Aim of the task =
Repeat word for word the part of the post about the White House Correspondents' Association Dinner that begins at the words "So here’s where" and stops after "to bump shoulders.".

Text block =
○ ○ ○ ○ ○ ○ ○

So here’s where we are with respect to the most highly sought after ticket in Washington DC today … the annual White House Correspondents’ Association Dinner. (Well, maybe just behind Caps/Pens tix, but you get my drift). Once reserved only for the top of the food chain, the celebrities’ celebrities. If you were on the guest list (and not part of the hi-brow media that covers politics like Clearasil covers pimples) you were THE cause celebre, THE must-see celebrity with whom mere mortals could only hope to bump shoulders.
So what’s the 2016 guest list? We’ll spare you the exhaustive list and provide the most interesting. And lest you, our prima reader, infer a hint of partisanship in this rant, I counter that the buck stops with our fearless leader’s approval of this group of B-listers. So Prez’O takes the heat on this one. But who’s really paying attention to him anyway with the pending hurricane of the upcoming Trump/Hillary debates (which would set a pay-per-view record … just sayin’).

○ ○ ○ ○ ○ ○ ○

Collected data

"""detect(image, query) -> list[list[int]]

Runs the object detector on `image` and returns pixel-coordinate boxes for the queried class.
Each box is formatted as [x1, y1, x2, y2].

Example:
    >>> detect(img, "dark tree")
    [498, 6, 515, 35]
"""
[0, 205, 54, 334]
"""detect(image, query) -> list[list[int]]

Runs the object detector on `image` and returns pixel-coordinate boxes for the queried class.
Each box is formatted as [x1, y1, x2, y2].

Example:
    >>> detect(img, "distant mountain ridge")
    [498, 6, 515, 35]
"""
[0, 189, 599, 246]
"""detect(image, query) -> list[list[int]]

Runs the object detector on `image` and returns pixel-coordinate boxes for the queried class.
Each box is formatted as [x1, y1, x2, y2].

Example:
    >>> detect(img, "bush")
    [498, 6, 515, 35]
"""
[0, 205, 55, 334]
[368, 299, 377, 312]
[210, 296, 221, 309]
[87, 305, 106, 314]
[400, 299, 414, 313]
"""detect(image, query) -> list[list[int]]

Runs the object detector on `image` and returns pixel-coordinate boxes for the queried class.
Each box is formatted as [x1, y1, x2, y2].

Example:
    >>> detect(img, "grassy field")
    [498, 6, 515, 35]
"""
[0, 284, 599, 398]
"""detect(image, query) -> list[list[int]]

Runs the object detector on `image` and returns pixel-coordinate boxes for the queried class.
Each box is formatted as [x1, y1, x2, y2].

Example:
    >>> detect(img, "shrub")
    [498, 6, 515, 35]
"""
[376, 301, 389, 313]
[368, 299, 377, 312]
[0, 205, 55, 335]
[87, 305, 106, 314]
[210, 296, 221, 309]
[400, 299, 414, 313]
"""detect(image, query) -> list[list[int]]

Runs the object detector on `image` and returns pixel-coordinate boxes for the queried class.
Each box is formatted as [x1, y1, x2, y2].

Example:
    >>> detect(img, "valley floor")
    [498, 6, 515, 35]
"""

○ ○ ○ ○ ○ ○ ○

Answer for the task =
So here’s where we are with respect to the most highly sought after ticket in Washington DC today … the annual White House Correspondents’ Association Dinner. (Well, maybe just behind Caps/Pens tix, but you get my drift). Once reserved only for the top of the food chain, the celebrities’ celebrities. If you were on the guest list (and not part of the hi-brow media that covers politics like Clearasil covers pimples) you were THE cause celebre, THE must-see celebrity with whom mere mortals could only hope to bump shoulders.